[Dataset excerpt]
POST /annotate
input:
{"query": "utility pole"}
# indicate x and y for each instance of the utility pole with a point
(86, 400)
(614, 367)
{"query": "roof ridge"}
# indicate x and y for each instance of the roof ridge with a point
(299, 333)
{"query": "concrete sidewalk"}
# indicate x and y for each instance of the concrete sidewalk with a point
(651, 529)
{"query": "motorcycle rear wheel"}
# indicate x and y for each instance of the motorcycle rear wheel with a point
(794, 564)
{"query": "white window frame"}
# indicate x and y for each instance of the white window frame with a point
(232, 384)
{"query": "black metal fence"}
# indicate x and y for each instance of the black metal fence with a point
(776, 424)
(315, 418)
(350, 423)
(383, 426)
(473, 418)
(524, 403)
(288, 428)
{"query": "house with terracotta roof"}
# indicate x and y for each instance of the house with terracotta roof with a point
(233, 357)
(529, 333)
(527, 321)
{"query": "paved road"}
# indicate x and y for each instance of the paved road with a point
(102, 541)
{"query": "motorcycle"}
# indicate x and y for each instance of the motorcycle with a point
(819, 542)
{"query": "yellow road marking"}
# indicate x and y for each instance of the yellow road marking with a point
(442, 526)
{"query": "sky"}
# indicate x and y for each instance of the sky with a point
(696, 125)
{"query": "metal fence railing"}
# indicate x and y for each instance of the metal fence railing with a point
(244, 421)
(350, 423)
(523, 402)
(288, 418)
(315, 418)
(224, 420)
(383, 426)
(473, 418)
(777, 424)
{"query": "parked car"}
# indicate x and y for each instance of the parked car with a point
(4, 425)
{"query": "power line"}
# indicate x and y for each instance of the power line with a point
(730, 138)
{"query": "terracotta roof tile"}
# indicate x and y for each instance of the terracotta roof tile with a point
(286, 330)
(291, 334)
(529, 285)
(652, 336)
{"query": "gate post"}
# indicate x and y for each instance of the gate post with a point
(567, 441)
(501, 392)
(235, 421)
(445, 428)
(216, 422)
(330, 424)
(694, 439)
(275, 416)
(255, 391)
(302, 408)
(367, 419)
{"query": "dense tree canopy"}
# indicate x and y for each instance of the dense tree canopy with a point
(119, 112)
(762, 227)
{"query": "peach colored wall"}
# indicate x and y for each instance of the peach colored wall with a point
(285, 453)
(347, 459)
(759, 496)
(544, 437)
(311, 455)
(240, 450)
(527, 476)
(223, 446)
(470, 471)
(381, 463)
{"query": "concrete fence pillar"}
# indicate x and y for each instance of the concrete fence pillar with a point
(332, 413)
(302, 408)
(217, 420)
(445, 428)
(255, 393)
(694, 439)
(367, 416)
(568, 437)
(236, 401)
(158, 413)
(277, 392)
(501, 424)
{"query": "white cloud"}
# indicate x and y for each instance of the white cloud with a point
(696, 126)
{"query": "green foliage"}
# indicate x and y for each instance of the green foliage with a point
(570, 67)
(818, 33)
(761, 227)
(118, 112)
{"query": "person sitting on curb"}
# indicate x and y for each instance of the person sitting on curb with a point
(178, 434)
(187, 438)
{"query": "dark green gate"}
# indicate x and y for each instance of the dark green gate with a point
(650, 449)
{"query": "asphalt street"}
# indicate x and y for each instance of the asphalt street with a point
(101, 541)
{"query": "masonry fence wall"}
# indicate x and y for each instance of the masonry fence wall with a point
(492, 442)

To do:
Quote all the records exactly, please, leaving none out.

Result of this task:
POST /annotate
input:
{"query": "utility pole"}
# indicate x and y for each instance of the utility pole with a point
(86, 400)
(614, 367)
{"query": "roof ridge"}
# indicate x and y for each instance of the roof ridge with a point
(299, 333)
{"query": "concrete sidewalk"}
# indicate x and y for each instance of the concrete sidewalk with a point
(651, 529)
{"query": "motorcycle rear wheel"}
# indicate x and y for each instance of the motorcycle rear wheel with a point
(794, 564)
{"query": "white window frame"}
# indicate x and y for each instance of the white window frame with a point
(232, 384)
{"query": "black metal fence"}
# indicate x and y for each instance of the black metal fence with a point
(776, 424)
(315, 418)
(350, 423)
(383, 426)
(473, 418)
(524, 403)
(288, 428)
{"query": "house with terracotta roof"}
# indicate x and y for each instance of the house with terracotta roof with a point
(233, 357)
(529, 333)
(527, 321)
{"query": "paved road"}
# indicate x and y for each instance of the paved road with a point
(102, 541)
{"query": "motorcycle"}
# indicate x and y for each instance of the motorcycle with a point
(819, 542)
{"query": "yellow road marking"}
# indicate x and y for each instance of the yellow road marking with a point
(442, 526)
{"query": "sky"}
# indicate x and y for each instance of the sky with a point
(696, 125)
{"query": "metal fence railing"}
# indicate x and y for each instance of the metal fence railing with a point
(244, 421)
(350, 423)
(523, 402)
(288, 418)
(315, 418)
(224, 420)
(383, 426)
(473, 418)
(777, 424)
{"query": "parked car"}
# indicate x and y for each instance of the parked car with a point
(4, 425)
{"query": "power line"}
# indicate x and y for each instance of the power line with a point
(730, 138)
{"query": "terracotta roof tile"}
# indicate x and y for each instance of the terracotta roof tile with a point
(286, 330)
(291, 334)
(529, 285)
(652, 336)
{"query": "gate post"}
# indicate x and y for each instance of the gate post with a point
(567, 441)
(501, 392)
(235, 421)
(445, 428)
(216, 422)
(330, 424)
(694, 439)
(275, 416)
(255, 391)
(302, 408)
(367, 419)
{"query": "dense tree canopy"}
# indicate x and y for each instance of the dense tree canopy with a point
(119, 112)
(762, 227)
{"query": "peach colored wall"}
# indicate x and y for each instance of the peach colored wall with a point
(285, 453)
(347, 459)
(759, 496)
(544, 437)
(311, 455)
(240, 450)
(527, 476)
(223, 446)
(470, 471)
(381, 463)
{"query": "concrete fence pillar"}
# indicate x and y for each instance of the concrete fence pillar with a point
(332, 413)
(302, 408)
(217, 420)
(445, 428)
(255, 393)
(694, 439)
(367, 416)
(568, 437)
(236, 401)
(158, 413)
(277, 392)
(501, 424)
{"query": "white cloud"}
# indicate x and y for each instance of the white cloud with a point
(696, 126)
{"query": "green foliage"}
# indicate x and y for each instance of the green foliage with a point
(570, 67)
(818, 33)
(761, 227)
(118, 112)
{"query": "person sitting on curb"}
# indicate x and y for each instance of the person sitting on curb with a point
(178, 434)
(187, 438)
{"query": "dark green gate"}
# indicate x and y for each instance of the dark green gate with a point
(650, 449)
{"query": "asphalt street"}
# indicate x and y for each instance of the asphalt street with a point
(101, 541)
{"query": "masonry fence wall"}
# indicate x and y for each instance of the masonry fence wall with a point
(492, 442)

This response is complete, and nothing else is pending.